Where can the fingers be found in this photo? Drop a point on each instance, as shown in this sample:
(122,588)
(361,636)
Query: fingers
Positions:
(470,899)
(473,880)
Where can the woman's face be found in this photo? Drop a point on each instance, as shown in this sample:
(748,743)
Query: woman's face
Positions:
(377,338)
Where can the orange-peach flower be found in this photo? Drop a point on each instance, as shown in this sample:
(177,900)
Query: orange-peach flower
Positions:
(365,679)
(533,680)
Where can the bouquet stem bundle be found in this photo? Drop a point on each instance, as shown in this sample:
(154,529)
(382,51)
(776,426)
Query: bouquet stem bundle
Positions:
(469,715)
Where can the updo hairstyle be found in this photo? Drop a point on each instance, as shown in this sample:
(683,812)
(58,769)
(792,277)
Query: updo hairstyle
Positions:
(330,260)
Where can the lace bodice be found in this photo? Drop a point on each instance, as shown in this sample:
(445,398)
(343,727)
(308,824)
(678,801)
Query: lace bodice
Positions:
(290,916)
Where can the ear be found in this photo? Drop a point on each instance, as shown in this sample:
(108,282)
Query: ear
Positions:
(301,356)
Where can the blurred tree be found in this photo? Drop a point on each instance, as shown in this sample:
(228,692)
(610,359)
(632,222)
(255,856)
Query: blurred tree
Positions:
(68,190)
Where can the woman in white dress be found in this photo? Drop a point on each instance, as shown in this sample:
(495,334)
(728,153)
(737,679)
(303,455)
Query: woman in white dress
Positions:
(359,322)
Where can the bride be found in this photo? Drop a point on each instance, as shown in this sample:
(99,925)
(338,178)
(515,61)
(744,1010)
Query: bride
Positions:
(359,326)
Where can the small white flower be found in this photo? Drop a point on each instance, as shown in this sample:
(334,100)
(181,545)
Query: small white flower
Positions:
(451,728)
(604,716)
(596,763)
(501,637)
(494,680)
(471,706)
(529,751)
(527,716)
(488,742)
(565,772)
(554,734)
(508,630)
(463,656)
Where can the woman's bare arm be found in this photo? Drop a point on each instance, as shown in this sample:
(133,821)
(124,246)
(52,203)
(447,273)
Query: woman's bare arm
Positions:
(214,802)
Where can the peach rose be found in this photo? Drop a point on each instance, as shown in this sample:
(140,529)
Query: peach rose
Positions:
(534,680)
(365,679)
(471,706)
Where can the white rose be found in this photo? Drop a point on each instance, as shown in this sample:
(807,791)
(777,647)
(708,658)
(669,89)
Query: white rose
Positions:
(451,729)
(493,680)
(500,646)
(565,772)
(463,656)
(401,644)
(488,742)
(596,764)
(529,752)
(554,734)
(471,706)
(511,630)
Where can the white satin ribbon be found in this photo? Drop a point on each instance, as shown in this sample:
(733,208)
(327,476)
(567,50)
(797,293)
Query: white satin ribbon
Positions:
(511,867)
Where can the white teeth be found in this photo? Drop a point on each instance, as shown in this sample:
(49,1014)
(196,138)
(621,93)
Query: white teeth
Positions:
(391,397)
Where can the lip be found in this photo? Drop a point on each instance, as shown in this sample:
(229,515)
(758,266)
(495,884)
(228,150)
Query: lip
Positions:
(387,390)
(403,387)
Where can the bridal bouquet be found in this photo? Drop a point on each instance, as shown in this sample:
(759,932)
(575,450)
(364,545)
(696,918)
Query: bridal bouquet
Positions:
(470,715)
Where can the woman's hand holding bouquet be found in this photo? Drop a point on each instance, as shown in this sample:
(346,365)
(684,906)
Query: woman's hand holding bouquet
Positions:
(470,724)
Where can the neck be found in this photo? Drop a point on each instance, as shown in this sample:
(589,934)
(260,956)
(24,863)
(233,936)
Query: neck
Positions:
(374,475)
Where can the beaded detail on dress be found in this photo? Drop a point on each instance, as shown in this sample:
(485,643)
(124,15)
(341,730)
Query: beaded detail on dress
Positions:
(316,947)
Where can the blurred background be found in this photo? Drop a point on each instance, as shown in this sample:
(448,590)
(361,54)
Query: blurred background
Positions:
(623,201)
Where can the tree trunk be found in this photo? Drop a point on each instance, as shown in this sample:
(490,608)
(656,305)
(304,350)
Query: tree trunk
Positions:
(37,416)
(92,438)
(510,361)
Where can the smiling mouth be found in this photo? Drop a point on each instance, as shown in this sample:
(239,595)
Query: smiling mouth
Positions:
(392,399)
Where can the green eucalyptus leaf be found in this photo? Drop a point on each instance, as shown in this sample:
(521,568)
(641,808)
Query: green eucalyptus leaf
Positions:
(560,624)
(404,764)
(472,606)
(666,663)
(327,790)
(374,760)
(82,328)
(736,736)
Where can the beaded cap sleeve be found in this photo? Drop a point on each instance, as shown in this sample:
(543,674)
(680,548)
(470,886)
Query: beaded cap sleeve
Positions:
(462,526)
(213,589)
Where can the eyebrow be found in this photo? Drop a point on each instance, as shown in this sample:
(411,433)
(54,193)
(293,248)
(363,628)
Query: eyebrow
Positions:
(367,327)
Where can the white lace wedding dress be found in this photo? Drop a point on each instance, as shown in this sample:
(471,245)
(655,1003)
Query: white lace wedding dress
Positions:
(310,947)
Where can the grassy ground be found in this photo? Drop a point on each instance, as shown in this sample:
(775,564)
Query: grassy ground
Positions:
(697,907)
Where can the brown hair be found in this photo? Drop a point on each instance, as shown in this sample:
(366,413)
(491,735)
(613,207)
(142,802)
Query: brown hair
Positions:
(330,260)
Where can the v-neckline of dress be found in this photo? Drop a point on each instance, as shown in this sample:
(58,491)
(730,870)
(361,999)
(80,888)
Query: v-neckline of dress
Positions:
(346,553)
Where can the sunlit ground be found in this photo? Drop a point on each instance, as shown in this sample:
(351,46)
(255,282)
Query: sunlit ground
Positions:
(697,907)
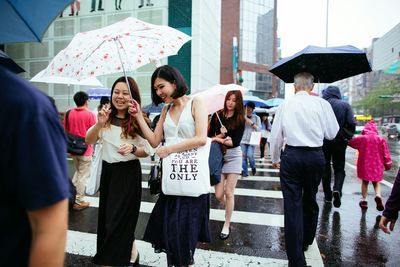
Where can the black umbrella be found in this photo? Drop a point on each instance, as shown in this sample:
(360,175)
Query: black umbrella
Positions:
(326,64)
(9,64)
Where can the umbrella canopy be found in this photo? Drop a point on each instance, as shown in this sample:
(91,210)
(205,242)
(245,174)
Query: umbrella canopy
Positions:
(260,111)
(326,64)
(9,64)
(40,77)
(122,46)
(214,96)
(27,20)
(273,102)
(97,93)
(258,102)
(394,68)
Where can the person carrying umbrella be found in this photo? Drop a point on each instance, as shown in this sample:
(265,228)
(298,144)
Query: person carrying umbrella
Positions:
(302,123)
(335,150)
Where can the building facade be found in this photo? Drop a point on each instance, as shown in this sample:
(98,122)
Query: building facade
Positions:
(249,45)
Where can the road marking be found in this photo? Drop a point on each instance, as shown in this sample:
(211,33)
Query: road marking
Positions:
(246,192)
(218,214)
(260,178)
(388,184)
(80,243)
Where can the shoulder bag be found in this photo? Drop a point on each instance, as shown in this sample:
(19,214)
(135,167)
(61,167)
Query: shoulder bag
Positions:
(75,144)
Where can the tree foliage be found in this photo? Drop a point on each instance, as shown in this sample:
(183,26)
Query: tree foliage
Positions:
........
> **Requirement**
Leave the pictures out, and transcribe each of the records exactly.

> **Reply to the task**
Where can the fingers be found in this photo? Drop a point on each instance, as shown in this sample:
(122,588)
(361,636)
Query: fingers
Positions:
(470,899)
(473,880)
Where can the woman's face be found in this photo? Drop a point on each instance, as shown in this sample:
(748,743)
Query: woman's face
Positions:
(377,338)
Where can the orange-peach flower be found in this photo? Drop a point on each instance, as shown in this sample:
(177,900)
Query: orange-peach flower
Positions:
(365,679)
(533,680)
Where can the bouquet stem bundle be found in this photo? Drop a point on each instance, as shown in this sample:
(154,529)
(382,51)
(776,426)
Query: bouquet stem bundle
Positions:
(469,715)
Where can the updo hairstyle be found in this photo? Drop a point on each instance, as shown in this sample:
(683,812)
(58,769)
(792,277)
Query: updo hairstyle
Positions:
(330,260)
Where can the lace bodice be found in this photo? Drop a point on each instance, as shown in this sample:
(445,398)
(343,727)
(308,824)
(678,801)
Query: lace bodice
Positions:
(290,916)
Where can the ear be found in this photo? Drop a point on each instance, as shown in this sample:
(108,282)
Query: ear
Positions:
(301,356)
Where can the blurred tree be found in this photo? Drop a point on each instance, as shown in this sample:
(228,692)
(610,359)
(632,222)
(255,856)
Query: blurred tree
Positions:
(68,190)
Where can the woman in white dress be found in this photo? Drop a point on each instance, as shown in this sample:
(495,334)
(728,153)
(737,679)
(303,455)
Query: woman in white dress
Positions:
(359,322)
Where can the bride be found in this photo? Drop a point on each instance, as shown in this sample:
(99,925)
(338,178)
(515,61)
(744,1010)
Query: bride
Positions:
(359,326)
Where can the small white flower be found in this photo? Drop a point on each instance, as shown in this sample:
(334,100)
(181,545)
Query: small white flower
Positions:
(451,728)
(604,716)
(596,763)
(501,637)
(494,680)
(471,706)
(529,751)
(527,716)
(488,742)
(565,772)
(554,734)
(508,630)
(463,656)
Where can the woman's bare arm be found in this photo? Drop a point on each instance, as shown in this sample:
(133,821)
(124,246)
(52,203)
(447,273)
Query: woman's bare arm
Positions:
(214,802)
Where can the peach rose be found in this photo? Drop a point on each instance, as shown in this sample:
(140,529)
Query: peach rose
Positions:
(534,680)
(365,679)
(471,706)
Where can the white rose be found in this photo? Drop a point on each instance, as shown in this sample:
(807,791)
(777,647)
(708,658)
(669,89)
Query: white rose
Positions:
(451,729)
(493,680)
(500,646)
(565,772)
(463,656)
(401,644)
(488,742)
(596,764)
(529,752)
(554,734)
(471,706)
(511,630)
Where can the white satin ribbon be found in this photo? Drop a point on each instance, as shown in this sample:
(733,208)
(327,476)
(567,50)
(797,293)
Query: white satin ribbon
Positions:
(511,867)
Where can the white teeth be found in this photo? Drop a point on each instance, as shown in this sample:
(49,1014)
(196,138)
(621,93)
Query: white teeth
Positions:
(391,397)
Where can the lip be found in this photo? Drop a point on each instance, as shown in this sample:
(229,515)
(758,266)
(495,884)
(228,150)
Query: lip
Positions:
(387,390)
(403,387)
Where can the bridal bouquet be found in this photo? Drop a point on each instance, as shown in this sample:
(759,932)
(575,450)
(364,545)
(696,918)
Query: bridal bouquet
Positions:
(470,715)
Where can the woman's hand holding bouquet be found in this photo? Drop a point on each instance, as shown in this sample:
(346,365)
(684,906)
Query: woman's hand holding bouquet
Positions:
(470,724)
Where can the neck be found in this photo? Drop a point on each instance, as shown in this sample:
(589,934)
(260,956)
(24,863)
(233,936)
Query: neck
Positions:
(374,475)
Where can the beaded detail on dress be found in this photo? Drop a point on each instance, as shown in this sample:
(485,643)
(124,15)
(341,730)
Query: beaded detail on dress
Positions:
(316,947)
Where can the blurred background be found in this photo? Drop a point on each instance, as shown in this sample:
(448,590)
(361,54)
Query: blurred background
Positions:
(623,201)
Where can the tree trunk be found in this photo? Drop a point on each instance, as shown in this sample:
(490,608)
(656,305)
(304,350)
Query: tree trunk
Positions:
(37,416)
(92,438)
(510,361)
Where can the smiling mouth be found in this photo? Drop a point on each instance, as shown in this sample:
(239,595)
Query: smiling mouth
Positions:
(392,399)
Where can the green eucalyptus leaf be found in this photo? Drop a point on each instance, as shown in this sample:
(521,568)
(641,808)
Query: green eucalyptus leaf
Positions:
(560,624)
(404,764)
(472,606)
(666,663)
(327,790)
(374,760)
(82,328)
(736,736)
Where can the beaded cap sleeve be found in this photo? Drop a point on each instance, as shown in this sample:
(543,674)
(680,548)
(470,886)
Query: beaded cap sleeve
Positions:
(462,526)
(213,589)
Where can the eyebrow be found in this photo? Drop a point on each instance, as shown in this sample:
(411,433)
(54,193)
(293,248)
(363,628)
Query: eyebrow
Positions:
(367,327)
Where can the white lace wedding dress be found in this photo? Drop a point on each instance, as shown in this sample:
(471,245)
(655,1003)
Query: white lace wedding dress
Positions:
(310,947)
Where can the grassy ground be found in this photo? Drop a point on each instance, as shown in this sample:
(775,564)
Query: grassy ground
Positions:
(697,907)
Where can the brown hair be found in this photo? Drop a point on each instance, as shown in this sample:
(366,413)
(491,735)
(613,207)
(142,802)
Query: brown hair
Positions:
(330,260)
Where can the v-neckline of dress be found in this photo? Drop a point on each instance, as shown in this sample:
(58,491)
(730,870)
(361,999)
(80,888)
Query: v-neckline of dress
Positions:
(346,553)
Where can the sunlit ground be found in this photo? Drop a point on each instance, as shown in this sample:
(351,46)
(255,282)
Query: sunlit ground
Positions:
(697,907)
Where can the black umbrella be found in this photo? Drop a point on each instance, as shown in this sample:
(360,175)
Query: black umbrella
Positions:
(326,64)
(9,64)
Where can the umbrella canopy be found in this photo? Drop a point on each instance, as shown in this sample:
(91,210)
(205,242)
(245,174)
Query: umbrella canopy
Positions:
(260,111)
(326,64)
(9,64)
(40,77)
(122,46)
(214,96)
(27,20)
(273,102)
(97,93)
(258,102)
(394,68)
Where can the person carrying umbrella be found in this photo? Drop a point on each instance, as shown in this sample:
(265,228)
(298,144)
Query: person carrying umbrella
Positions:
(302,123)
(335,150)
Where can the building facade be found in this photo? Drop a point on each instance, as shown in this sample:
(98,122)
Query: building facade
Positions:
(249,45)
Where can the road marking be found in this photo? Drop a point on each instance, as shown in this sample:
(211,33)
Query: road marking
Positions:
(246,192)
(218,214)
(260,178)
(388,184)
(80,243)
Where can the shoulder bag be found in this photo? Drop a point on each instance, as shown in this sample:
(19,214)
(135,167)
(61,167)
Query: shoulder bag
Positions:
(75,144)
Where can the tree foliage be found in this photo? Drop a point on each instance, as shown in this sample:
(183,26)
Query: tree foliage
Positions:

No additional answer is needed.